Required work >>
Your task is to copy the lines of the data below from the line holding "Task: find each instance of the snowy" through the line holding "Task: find each instance of the shrub", inclusive, exactly and with nothing added.

Record extracts >>
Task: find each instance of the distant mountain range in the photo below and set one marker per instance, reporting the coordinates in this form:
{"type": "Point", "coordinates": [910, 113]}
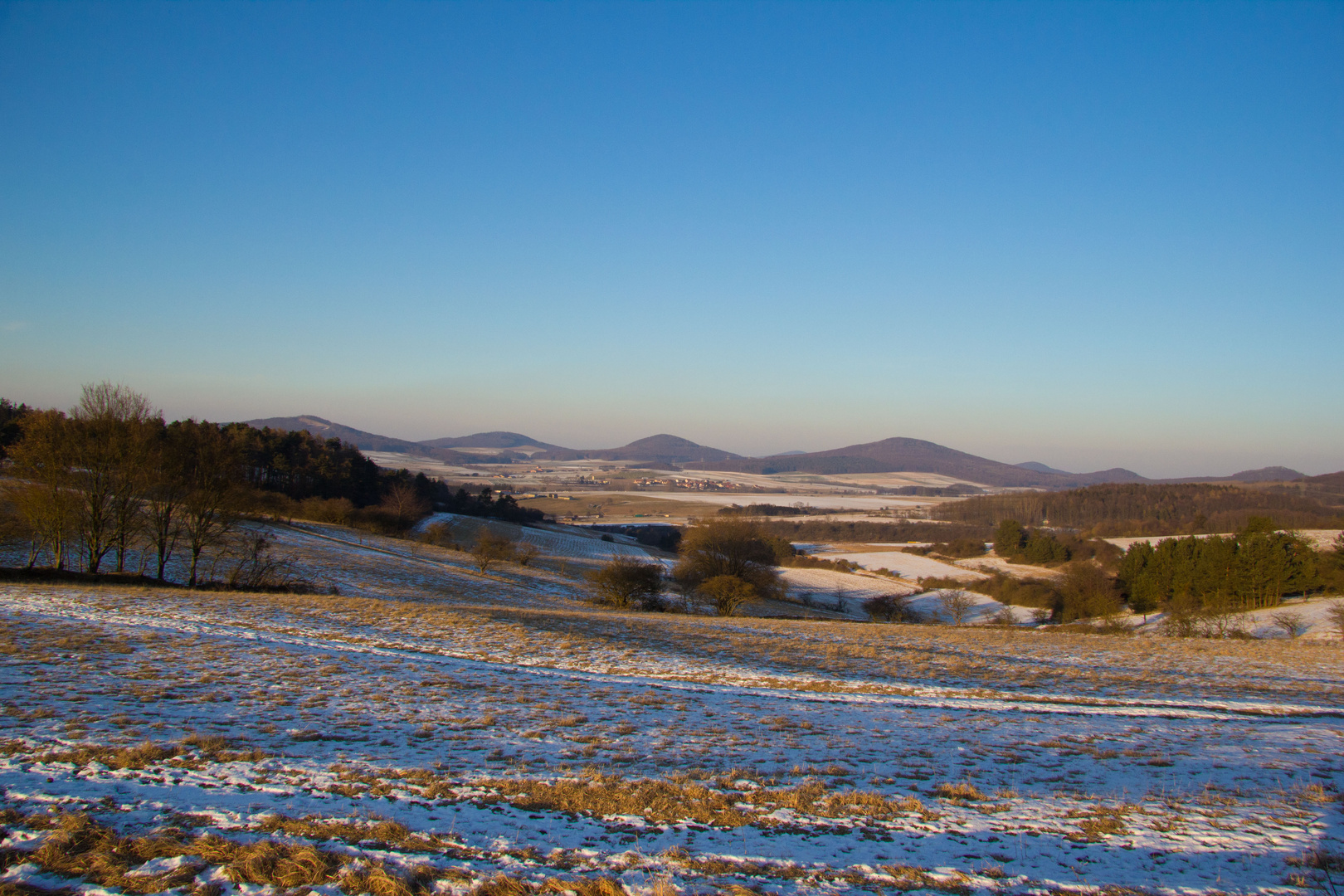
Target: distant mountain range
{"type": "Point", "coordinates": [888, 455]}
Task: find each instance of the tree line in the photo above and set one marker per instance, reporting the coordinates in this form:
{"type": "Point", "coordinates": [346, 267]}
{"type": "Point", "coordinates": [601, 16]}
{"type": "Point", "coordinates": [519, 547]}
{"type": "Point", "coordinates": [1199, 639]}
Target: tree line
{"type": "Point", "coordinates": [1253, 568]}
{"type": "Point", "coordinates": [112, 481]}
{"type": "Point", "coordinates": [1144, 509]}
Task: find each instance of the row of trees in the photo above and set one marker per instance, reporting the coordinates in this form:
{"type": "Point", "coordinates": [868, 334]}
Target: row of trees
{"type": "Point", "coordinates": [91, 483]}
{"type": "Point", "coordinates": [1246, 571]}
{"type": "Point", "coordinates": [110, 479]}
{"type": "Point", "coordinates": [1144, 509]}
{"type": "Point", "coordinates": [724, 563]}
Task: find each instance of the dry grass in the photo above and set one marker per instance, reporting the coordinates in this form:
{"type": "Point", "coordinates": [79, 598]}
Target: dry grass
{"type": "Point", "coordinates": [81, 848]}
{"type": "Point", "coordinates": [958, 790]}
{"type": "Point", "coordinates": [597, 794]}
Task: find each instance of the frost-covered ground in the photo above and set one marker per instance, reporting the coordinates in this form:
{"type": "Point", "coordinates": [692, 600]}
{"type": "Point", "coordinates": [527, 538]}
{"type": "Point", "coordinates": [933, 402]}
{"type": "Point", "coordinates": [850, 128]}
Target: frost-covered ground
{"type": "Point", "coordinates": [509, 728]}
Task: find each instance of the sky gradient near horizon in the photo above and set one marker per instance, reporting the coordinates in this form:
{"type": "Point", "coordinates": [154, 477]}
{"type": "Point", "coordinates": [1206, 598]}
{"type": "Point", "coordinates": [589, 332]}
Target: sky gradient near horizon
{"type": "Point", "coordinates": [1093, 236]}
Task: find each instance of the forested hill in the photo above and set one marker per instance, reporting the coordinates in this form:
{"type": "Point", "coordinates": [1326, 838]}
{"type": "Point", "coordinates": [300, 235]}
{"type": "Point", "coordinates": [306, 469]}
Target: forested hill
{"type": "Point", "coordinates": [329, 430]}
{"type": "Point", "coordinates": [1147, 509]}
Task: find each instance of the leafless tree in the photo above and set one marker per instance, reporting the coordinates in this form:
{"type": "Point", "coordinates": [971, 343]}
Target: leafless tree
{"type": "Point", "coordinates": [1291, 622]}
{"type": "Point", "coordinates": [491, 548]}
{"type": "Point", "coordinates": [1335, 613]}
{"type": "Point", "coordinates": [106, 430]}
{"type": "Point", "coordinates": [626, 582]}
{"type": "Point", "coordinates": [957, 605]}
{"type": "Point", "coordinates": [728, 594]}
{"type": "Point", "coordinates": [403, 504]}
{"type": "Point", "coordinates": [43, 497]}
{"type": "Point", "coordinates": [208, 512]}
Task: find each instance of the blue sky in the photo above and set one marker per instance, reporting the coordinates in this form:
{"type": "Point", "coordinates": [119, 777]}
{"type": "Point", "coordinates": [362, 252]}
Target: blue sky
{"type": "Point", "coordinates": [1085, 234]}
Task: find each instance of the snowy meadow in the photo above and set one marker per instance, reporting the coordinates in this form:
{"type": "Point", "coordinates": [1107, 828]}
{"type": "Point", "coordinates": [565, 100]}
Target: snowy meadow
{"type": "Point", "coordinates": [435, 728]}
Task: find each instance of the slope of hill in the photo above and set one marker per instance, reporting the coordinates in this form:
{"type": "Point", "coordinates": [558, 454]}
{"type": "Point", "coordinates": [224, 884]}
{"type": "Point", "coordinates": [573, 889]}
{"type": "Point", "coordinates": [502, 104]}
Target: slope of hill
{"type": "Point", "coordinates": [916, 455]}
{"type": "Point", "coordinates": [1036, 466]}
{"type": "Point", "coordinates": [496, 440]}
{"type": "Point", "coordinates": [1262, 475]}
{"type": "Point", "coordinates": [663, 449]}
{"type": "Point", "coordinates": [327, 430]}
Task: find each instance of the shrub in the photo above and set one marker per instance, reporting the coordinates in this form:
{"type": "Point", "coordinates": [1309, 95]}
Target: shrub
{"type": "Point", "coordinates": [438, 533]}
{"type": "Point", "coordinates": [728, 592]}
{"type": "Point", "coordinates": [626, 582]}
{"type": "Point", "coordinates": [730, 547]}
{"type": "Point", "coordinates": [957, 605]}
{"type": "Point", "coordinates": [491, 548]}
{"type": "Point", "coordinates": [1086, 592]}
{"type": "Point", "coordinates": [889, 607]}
--
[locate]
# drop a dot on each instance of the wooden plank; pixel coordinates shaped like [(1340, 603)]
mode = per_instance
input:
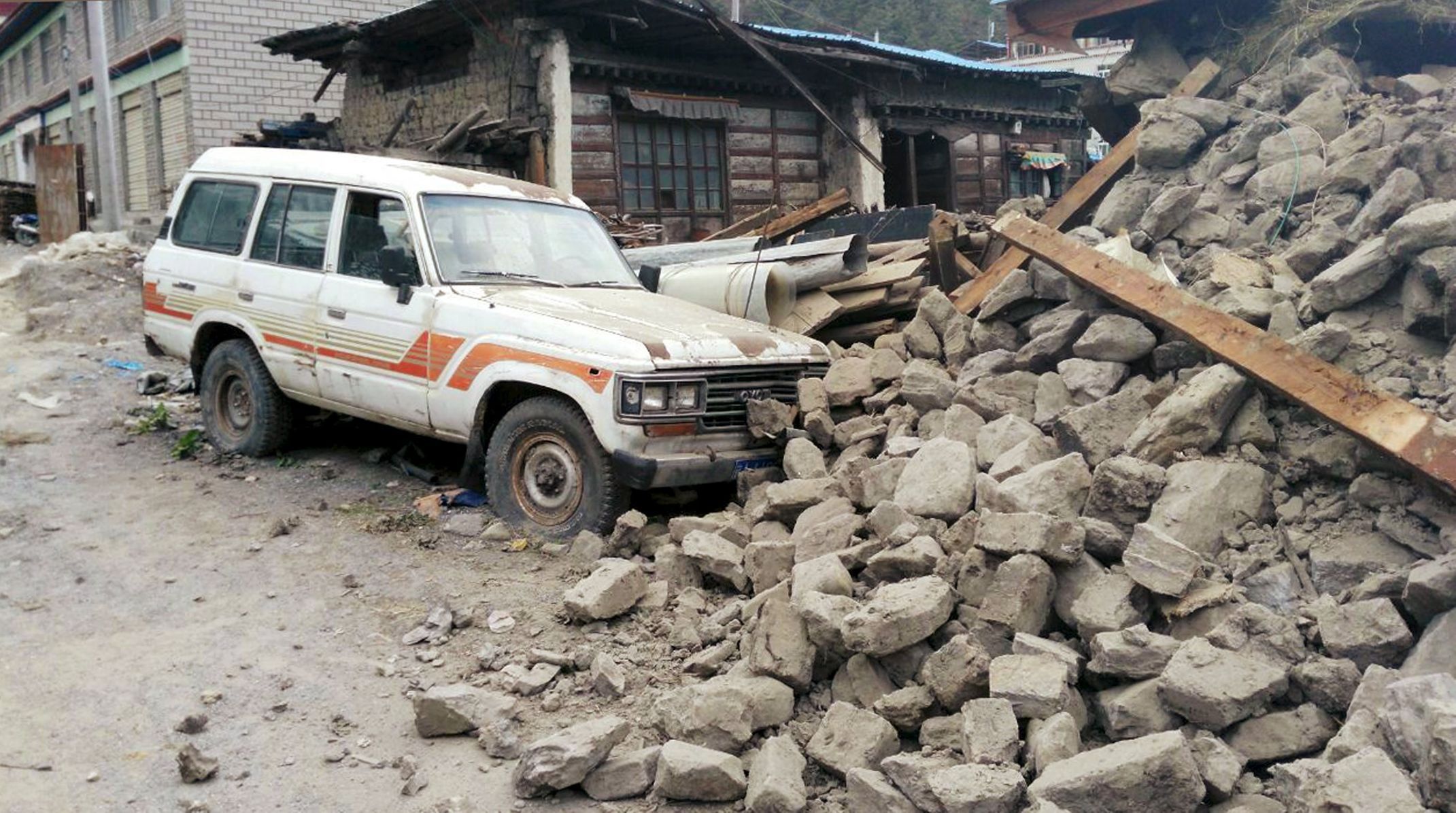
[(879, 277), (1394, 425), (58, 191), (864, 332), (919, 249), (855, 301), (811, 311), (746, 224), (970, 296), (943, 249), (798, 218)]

Response box >>
Task: find each instance of the snowy meadow in the photo above and set one marker per instance, reporting the coordinates in this form:
{"type": "Point", "coordinates": [1107, 828]}
{"type": "Point", "coordinates": [565, 100]}
Target: snowy meadow
{"type": "Point", "coordinates": [435, 728]}
Task: find each instance of the slope of hill in the photo above and set one marker per instance, reporting the coordinates in this form:
{"type": "Point", "coordinates": [558, 454]}
{"type": "Point", "coordinates": [224, 884]}
{"type": "Point", "coordinates": [573, 889]}
{"type": "Point", "coordinates": [502, 104]}
Target: slope of hill
{"type": "Point", "coordinates": [916, 455]}
{"type": "Point", "coordinates": [1036, 466]}
{"type": "Point", "coordinates": [496, 440]}
{"type": "Point", "coordinates": [1262, 475]}
{"type": "Point", "coordinates": [663, 449]}
{"type": "Point", "coordinates": [327, 430]}
Task: find each instance of the shrub in the photo above and set one marker per instance, reporting the coordinates in this form:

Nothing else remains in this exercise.